* _TASK REQUIREMENTS_: From the passage on pruning trees below, extract the portion between "Pruning is not" and "in topiary maintenance.", inclusive, copying it verbatim.

* _TEXT PROVIDED_:

▼

Pruning trees is an important part of garden maintenance. Regular pruning encourages healthy, even development, attractive arrangements of branches and foliage, and stronger plants. Pruning is especially critical for fruit trees, assuming that the goal is production of fruit, but it also benefits ornamentals when performed on a regular basis.
The rules for pruning trees vary considerably, depending on what type of tree is being pruned. As a general rule, pruning should only be conducted in the winter, when the tree is dormant. Pruning in the spring can cause damage by interfering with new growth, and pruning in the fall may disrupt the tree as it gets ready to conserve energy for the winter. No more than 25 to 30% of a tree's total volume should be removed in pruning, or the tree may be shocked.
Pruning is not the same as trimming, a technique used to shape hedges, shrubs, and trees. Trimming or hedging as it is also known can be performed at various times of the year, using hedge clippers. Trimming usually increases density by removing outlying branches, and promotes an even appearance. It is also used in topiary maintenance.
Several tools are typically necessary for pruning trees. Pruning shears are designed for snipping small branches and shoots, and they come in long-handled and short-handled versions. A pruning saw for thicker branches is usually needed, especially for trees which have not been regularly pruned in the past, and a ladder is crucial, to ensure that all parts of the tree can be reached. For especially large cuts, a pruning sealer can be used to reduce the loss of sap and moisture, although some people feel that sealers increase the risk of rot. It can also help to prune with a partner who stays on the ground for perspective.

▲

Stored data

▼

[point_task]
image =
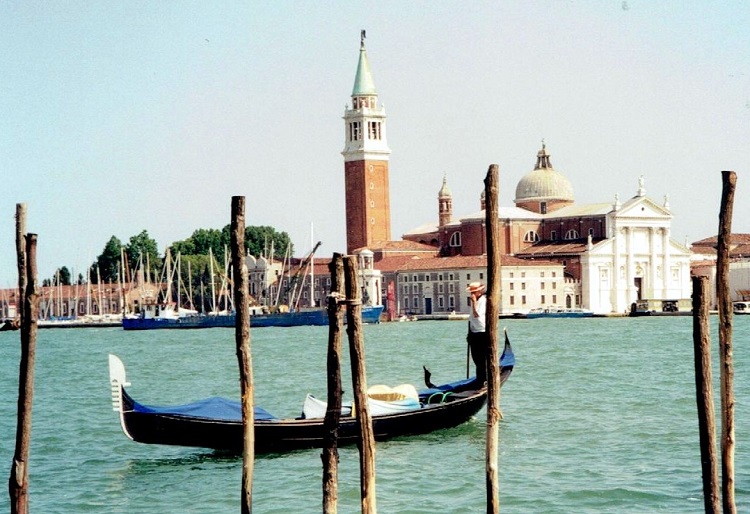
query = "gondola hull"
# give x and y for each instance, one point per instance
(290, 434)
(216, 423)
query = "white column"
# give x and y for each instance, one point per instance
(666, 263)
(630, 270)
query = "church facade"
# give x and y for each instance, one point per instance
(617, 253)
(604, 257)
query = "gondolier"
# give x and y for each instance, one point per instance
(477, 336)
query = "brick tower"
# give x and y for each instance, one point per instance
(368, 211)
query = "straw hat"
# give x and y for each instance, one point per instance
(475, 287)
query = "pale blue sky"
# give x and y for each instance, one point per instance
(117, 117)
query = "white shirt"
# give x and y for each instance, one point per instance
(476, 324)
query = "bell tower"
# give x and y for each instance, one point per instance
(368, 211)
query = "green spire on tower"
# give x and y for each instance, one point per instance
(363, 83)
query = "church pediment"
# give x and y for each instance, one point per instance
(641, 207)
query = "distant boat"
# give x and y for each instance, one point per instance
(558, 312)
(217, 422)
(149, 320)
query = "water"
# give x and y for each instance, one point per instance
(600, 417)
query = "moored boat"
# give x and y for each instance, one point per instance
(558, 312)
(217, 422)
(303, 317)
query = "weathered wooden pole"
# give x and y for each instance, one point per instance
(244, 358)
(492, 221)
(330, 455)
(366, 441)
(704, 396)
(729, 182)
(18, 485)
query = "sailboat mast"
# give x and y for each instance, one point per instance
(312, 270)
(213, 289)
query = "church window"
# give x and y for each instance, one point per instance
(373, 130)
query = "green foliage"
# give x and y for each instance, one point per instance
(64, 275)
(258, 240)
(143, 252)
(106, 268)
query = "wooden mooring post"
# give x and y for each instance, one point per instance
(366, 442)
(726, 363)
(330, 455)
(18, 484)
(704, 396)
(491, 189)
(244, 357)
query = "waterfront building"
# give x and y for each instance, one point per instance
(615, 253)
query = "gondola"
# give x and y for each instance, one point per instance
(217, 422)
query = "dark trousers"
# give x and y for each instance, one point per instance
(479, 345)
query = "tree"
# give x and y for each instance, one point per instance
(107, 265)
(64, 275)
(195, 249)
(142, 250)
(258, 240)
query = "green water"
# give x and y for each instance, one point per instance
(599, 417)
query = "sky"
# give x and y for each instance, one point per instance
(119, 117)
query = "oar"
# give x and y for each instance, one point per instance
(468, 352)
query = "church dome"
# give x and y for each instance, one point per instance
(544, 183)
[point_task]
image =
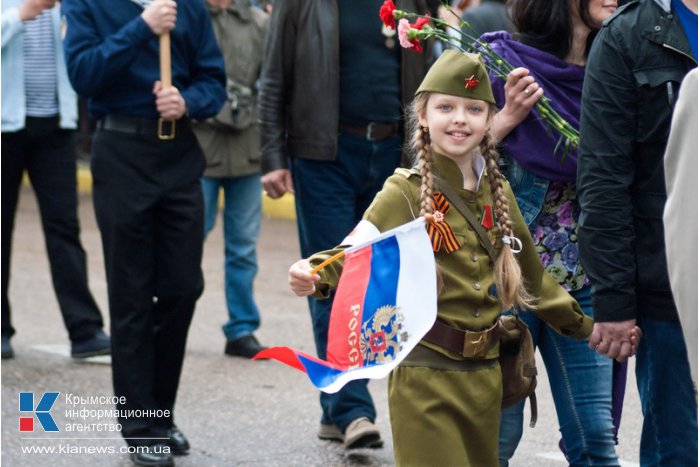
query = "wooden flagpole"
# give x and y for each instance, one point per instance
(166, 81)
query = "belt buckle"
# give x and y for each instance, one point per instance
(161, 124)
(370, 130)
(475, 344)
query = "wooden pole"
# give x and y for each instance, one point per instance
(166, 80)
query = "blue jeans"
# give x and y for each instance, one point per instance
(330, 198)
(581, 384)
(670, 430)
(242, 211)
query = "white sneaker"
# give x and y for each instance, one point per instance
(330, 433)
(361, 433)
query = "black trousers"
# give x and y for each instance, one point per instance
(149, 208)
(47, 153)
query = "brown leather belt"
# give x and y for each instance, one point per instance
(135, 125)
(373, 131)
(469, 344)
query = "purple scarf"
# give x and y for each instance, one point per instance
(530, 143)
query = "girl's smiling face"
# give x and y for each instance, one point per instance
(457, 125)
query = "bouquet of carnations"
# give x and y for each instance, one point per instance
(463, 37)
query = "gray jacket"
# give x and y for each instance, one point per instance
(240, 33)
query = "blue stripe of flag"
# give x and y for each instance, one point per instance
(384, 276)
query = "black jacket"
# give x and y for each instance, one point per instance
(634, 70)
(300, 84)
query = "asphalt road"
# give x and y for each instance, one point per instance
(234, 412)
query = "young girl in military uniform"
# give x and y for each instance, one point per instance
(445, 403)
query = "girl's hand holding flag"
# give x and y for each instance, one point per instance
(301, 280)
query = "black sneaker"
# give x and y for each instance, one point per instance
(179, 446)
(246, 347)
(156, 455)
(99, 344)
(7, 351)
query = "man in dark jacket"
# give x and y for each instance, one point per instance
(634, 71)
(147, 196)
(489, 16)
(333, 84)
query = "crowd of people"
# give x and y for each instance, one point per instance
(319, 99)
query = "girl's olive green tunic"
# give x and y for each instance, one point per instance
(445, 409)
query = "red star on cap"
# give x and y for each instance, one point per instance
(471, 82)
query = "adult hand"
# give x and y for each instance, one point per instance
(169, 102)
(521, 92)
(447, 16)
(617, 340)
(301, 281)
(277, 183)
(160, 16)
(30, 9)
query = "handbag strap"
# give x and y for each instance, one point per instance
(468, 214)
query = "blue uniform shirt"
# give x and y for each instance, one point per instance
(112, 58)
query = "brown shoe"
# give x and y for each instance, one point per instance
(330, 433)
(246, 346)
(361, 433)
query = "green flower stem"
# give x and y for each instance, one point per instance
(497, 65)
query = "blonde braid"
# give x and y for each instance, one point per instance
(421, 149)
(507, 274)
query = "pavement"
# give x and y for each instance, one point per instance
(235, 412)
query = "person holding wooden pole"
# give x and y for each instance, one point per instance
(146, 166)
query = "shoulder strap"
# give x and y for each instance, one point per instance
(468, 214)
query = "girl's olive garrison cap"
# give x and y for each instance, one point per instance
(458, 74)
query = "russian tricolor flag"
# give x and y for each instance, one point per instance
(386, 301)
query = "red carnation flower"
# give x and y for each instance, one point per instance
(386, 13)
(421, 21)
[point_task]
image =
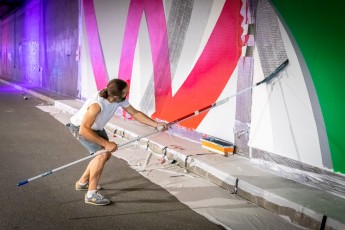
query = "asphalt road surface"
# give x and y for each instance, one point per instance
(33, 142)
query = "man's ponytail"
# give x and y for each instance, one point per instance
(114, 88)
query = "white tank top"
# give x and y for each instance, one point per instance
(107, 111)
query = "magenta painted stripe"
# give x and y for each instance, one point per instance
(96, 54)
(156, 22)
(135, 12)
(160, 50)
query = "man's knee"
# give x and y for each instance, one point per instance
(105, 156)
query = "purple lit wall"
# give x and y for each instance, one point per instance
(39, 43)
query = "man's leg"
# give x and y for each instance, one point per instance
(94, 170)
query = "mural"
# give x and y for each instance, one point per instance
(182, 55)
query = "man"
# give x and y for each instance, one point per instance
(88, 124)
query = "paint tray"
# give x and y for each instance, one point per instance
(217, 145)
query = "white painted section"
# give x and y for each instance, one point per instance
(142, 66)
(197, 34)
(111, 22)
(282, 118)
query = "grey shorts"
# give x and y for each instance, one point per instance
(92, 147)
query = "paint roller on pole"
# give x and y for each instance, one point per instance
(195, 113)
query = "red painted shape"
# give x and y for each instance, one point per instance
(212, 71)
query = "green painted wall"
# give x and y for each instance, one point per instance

▲

* _OUTPUT OF THE TASK_:
Pruning is not the same as trimming, a technique used to shape hedges, shrubs, and trees. Trimming or hedging as it is also known can be performed at various times of the year, using hedge clippers. Trimming usually increases density by removing outlying branches, and promotes an even appearance. It is also used in topiary maintenance.